» Document
* * * * * * *

Scraping data for different Beers

Kyle Gallatin

Posted on Feb 19, 2017

The skills the author demoed here can be learned through taking Data Science with Machine Learning bootcamp with NYC Data Science Academy.

Data shows beer is a staple in American culture. Especially in recent years, the American craft beer industry has exploded with microbreweries and a number of different styles. I wanted to know the answer to multiple questions:

How has the craft beer explosion affected the perception of American light lagers like Bud and Coors over time?
The age-old question, which is better: Bud or Coors?
Which American style is the highest rated and the most coveted?
Is alcohol content correlated with rating?

Data & Scraping

I scraped my data from beeradvocate.com. There were two different resources that I wanted to scrape. First, for each cheap lager I wanted a large sample size of user reviews on the look, smell, feel, taste and overall ratings. For this, I used selenium as it could easily navigate page to page and pull out those attributes in addition to the date the review was posted. Unfortunately, all of these parameters were in the same string, so I had to do some compensatory data cleaning in my global.R file.

Name, Brewery, Number of Ratings, and Alcohol Content

Second, I scraped the name, brewery, number of ratings, average rating and alcohol content of individual beers for a number of choice American Ale styles. As craft ales are by far the most popular in America, I wanted a good read on the highest rated and most reviewed styles. Scrapy worked better for parsing the table, so I used a spider for each individual style. It was easy to add 50 to the URL each time to go page to page, grabbing the data.

* * * * * * *

» Data shown
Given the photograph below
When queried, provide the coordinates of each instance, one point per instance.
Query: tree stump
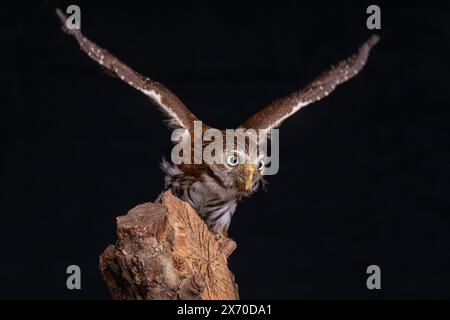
(164, 250)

* * * * * * *

» What the task requires
Can you write out the beer scraping post from "The skills the" to "correlated with rating?", swapping "Coors" for "Miller"? Work only from the beer scraping post.

» Result
The skills the author demoed here can be learned through taking Data Science with Machine Learning bootcamp with NYC Data Science Academy.

Data shows beer is a staple in American culture. Especially in recent years, the American craft beer industry has exploded with microbreweries and a number of different styles. I wanted to know the answer to multiple questions:

How has the craft beer explosion affected the perception of American light lagers like Bud and Miller over time?
The age-old question, which is better: Bud or Miller?
Which American style is the highest rated and the most coveted?
Is alcohol content correlated with rating?